Short problem> Reproduce every one of the rows below word for word, without changing any character.
------ Input for this task
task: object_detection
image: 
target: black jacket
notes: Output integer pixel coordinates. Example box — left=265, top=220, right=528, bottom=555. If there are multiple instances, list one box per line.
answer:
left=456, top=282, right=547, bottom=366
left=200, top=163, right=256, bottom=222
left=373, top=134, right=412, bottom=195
------------
The output>
task: object_detection
image: 
target: black jacket
notes: Output integer pixel coordinates. Example box — left=265, top=220, right=528, bottom=555. If there are multiple instances, list one box per line.
answer:
left=456, top=282, right=547, bottom=366
left=200, top=163, right=256, bottom=222
left=373, top=134, right=412, bottom=195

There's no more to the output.